Material for this task:

====================

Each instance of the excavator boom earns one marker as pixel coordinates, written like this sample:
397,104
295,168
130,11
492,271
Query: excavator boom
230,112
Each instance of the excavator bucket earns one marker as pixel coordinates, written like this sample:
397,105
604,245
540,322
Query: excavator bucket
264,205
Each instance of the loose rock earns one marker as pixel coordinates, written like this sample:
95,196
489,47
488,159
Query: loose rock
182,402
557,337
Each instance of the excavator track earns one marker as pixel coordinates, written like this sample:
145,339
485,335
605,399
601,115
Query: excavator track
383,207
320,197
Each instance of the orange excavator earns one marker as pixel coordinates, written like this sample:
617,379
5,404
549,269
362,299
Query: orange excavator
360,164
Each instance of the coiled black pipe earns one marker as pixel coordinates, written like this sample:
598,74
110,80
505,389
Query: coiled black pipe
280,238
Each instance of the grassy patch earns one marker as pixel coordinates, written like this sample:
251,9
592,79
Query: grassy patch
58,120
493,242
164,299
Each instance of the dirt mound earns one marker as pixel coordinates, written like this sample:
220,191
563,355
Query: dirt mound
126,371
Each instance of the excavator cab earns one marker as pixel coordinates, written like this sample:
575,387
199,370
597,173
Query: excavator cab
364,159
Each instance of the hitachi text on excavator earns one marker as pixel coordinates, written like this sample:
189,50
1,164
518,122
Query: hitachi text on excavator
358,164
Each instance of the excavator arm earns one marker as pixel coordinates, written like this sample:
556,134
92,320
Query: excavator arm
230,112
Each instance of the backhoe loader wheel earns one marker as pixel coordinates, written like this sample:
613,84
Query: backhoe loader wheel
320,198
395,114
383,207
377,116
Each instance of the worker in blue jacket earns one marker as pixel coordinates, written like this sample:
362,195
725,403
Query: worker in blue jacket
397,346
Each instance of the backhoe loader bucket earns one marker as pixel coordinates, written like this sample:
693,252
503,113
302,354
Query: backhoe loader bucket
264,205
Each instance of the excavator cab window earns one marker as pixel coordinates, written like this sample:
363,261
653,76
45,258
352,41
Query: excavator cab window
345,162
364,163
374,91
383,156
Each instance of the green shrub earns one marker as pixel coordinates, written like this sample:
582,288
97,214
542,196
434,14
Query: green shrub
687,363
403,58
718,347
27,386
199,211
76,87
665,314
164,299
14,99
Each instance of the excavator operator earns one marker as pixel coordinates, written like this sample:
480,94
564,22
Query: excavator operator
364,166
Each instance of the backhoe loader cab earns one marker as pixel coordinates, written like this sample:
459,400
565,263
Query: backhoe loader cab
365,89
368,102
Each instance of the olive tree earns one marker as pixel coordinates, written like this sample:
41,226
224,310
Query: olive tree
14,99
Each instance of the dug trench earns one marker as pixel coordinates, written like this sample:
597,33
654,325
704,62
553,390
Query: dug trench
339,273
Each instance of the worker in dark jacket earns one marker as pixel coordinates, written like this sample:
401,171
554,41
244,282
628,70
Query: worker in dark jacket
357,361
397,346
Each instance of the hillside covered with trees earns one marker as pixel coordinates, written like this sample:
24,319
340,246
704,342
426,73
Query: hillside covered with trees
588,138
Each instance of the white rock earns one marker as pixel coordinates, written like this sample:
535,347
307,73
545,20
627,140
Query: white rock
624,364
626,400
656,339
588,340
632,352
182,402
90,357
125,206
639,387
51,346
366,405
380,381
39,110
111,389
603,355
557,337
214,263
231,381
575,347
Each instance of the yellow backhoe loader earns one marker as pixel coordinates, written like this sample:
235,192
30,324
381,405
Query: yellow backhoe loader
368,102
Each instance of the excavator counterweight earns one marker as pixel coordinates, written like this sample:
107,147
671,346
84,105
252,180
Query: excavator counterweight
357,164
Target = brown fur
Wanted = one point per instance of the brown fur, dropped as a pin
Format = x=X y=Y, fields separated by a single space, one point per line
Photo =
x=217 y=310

====================

Find how many lines above include "point"; reply with the number only.

2